#### Passage given:
_ _ _ _ _ _ _

In the lounge, guests will find an impressive spread. European cheese and artisan loaves of bread coupled with jam, honey, and a toaster. Cereals, muesli, granola, and yogurt are also available with fresh-squeezed juices and fresh-cut fruit are waiting in glass door refrigerators.
A limited, four-item menu is offered at the table and guests are immediately offered a drink when they sit down; iced or hot lattes were made by hand from the staff, a wide selection of teas were also available. Additionally, the buffet was available with made-to-order omelets, noodle soup, bacon, sausage, and typically enough components to complete both a Full English breakfast and a traditional American breakfast. There was often also a couple of Asian options in the morning, my favorite is Singapore Noodles.
The lounge offers excellent service, especially from Tok, one of the kindest hotel employees we have ever met. There are also beautiful views from the top, private dining rooms in case you have a larger party.
Park Hyatt Bangkok
I covered in my post, as did Matthew in his that the breakfast was amazing at the Park Hyatt Bangkok. True silver cutlery, a restrained, elegant dining room with massive windows looking over the infinity pool nine floors above the city.
One deficiency I covered in my post was that the Park Hyatt would first ask for your room number (most hotels do) then gave an abbreviated menu to Globalists with just a handful of menu items. The far larger menu was offered to non-Globalist guests (aka those paying for their breakfasts).
Without knowing of the other menu at first, I simply ordered something they weren’t offering on our limited menu, pancakes for my daughter. Most hotels, and certainly all Park Hyatt hotels will fix you just about anything you want for breakfast – on the menu or not – and will not incur an additional charge.
The problem is that it felt like they had gone intentionally out of their way to offer a lesser product to their most frequent guests.
However, despite the Globalist shade the hotel was giving us we still loved the food. I will exclude the many photographs of food in this post available in my previous post and Matthew’s but I will include just one. The fresh pressed juice was unreal, and unlimited. Unabashedly I drank between 4-6 bottles of the stuff. I cited before that at US prices, I likely consumed $30 worth of juice, however, after heat consideration that seems light.
Winner: Park Hyatt Bangkok because the overall experience was simply excellent. I can ignore the limited menu at the Park but can’t ignore the lounge breakfast at the Grand Hyatt.
Rooms/Suites
Grand Hyatt Erawan
Some of the rooms in this property face the BTS lines crisscrossing through central Bangkok with the aforementioned pool below. We were able to take advantage of one such room over New Year’s and watch the show from our air-conditioned room as opposed to sweating and fighting crowds in the square outside of Central World. Other rooms look over the Erawan Shrine below the hotel.
The standard rooms at the Grand Hyatt Erawan will certainly wow guests from western hotels on their first trip to Asia. They won’t know that many of these are standard for high-end western brands, as their Grand Hyatts in other parts of the world simply don’t offer them, especially for this price point in the heart of Bangkok.
The bathroom, for example, even in basic rooms will seem deluxe to westerners. Marble floors, double vanities and stand alone soaking tubs will make it feel nicer than at home. Opposite the tub are two closed-door rooms, the first is the toilet, equipped with a phone. The added layer of privacy is appreciated when traveling with others and allows your significant other to bathe or get ready without taking turns for the bathroom. The shower is also behind a door and separate from the tub – oh how I loathe shower over tub combinations.

_ _ _ _ _ _ _

#### Dataset rows:
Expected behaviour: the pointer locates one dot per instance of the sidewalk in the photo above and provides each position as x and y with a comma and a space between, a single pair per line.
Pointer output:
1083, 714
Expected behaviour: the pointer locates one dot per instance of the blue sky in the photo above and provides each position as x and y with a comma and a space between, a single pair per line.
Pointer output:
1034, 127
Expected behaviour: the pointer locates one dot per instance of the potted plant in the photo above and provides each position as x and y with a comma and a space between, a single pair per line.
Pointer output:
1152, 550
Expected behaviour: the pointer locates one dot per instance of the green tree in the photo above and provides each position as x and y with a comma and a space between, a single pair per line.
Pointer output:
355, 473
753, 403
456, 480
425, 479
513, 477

_ _ _ _ _ _ _

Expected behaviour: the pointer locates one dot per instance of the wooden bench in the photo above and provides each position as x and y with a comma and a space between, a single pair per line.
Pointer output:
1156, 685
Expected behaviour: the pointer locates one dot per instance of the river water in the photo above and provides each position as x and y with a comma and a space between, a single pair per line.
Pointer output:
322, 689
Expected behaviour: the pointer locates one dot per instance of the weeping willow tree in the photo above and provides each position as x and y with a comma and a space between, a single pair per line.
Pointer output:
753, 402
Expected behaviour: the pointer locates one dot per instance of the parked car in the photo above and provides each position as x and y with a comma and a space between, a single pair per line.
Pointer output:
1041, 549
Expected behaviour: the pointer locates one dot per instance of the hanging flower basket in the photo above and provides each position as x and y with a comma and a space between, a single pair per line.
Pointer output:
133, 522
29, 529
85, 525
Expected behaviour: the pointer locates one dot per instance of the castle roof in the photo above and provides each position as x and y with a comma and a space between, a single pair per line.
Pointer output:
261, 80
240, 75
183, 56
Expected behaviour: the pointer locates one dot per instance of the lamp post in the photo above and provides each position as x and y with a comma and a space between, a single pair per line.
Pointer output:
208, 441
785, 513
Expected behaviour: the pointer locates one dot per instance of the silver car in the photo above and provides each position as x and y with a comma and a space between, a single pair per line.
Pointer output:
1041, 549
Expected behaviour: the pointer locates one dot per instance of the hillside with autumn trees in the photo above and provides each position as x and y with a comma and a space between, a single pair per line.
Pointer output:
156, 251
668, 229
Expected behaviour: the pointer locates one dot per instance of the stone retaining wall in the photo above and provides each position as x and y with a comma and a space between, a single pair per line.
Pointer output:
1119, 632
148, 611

_ _ _ _ _ _ _

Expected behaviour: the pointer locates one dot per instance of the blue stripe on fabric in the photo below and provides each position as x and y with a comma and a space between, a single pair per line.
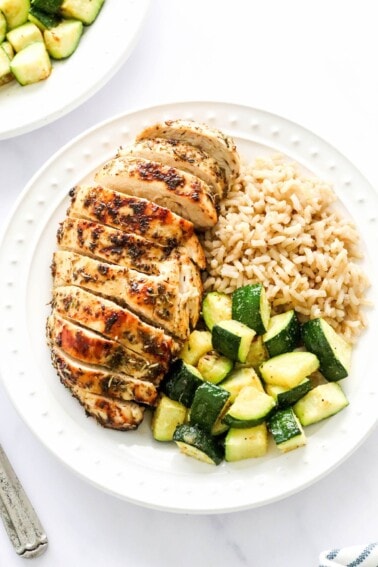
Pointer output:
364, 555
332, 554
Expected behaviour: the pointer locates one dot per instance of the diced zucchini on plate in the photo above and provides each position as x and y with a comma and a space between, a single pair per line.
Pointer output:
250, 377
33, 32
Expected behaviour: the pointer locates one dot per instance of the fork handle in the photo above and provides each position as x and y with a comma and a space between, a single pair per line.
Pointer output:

_ _ _ _ _ _ _

#### Exercises:
(a) Summarize the hotel review above in three sentences.
(b) Answer these questions using the hotel review above:
(i) Which Asian breakfast option is the writer's favorite?
(ii) How many bottles of fresh pressed juice did the writer drink at the Park Hyatt Bangkok?
(iii) What is the toilet room at the Grand Hyatt Erawan equipped with?

#### Completed exercise:
(a) The Grand Hyatt lounge offers a large breakfast spread, a four-item menu at the table, a buffet with made-to-order dishes, and excellent service. The breakfast at the Park Hyatt Bangkok was amazing, and it is named the winner, even though Globalists were given an abbreviated menu while paying guests got a far larger one. Standard rooms at the Grand Hyatt Erawan overlook the BTS lines or the Erawan Shrine and have deluxe bathrooms with marble floors, double vanities, soaking tubs, and a separate toilet room and shower.

(b)
(i) Singapore Noodles
(ii) Between 4 and 6 bottles
(iii) A phone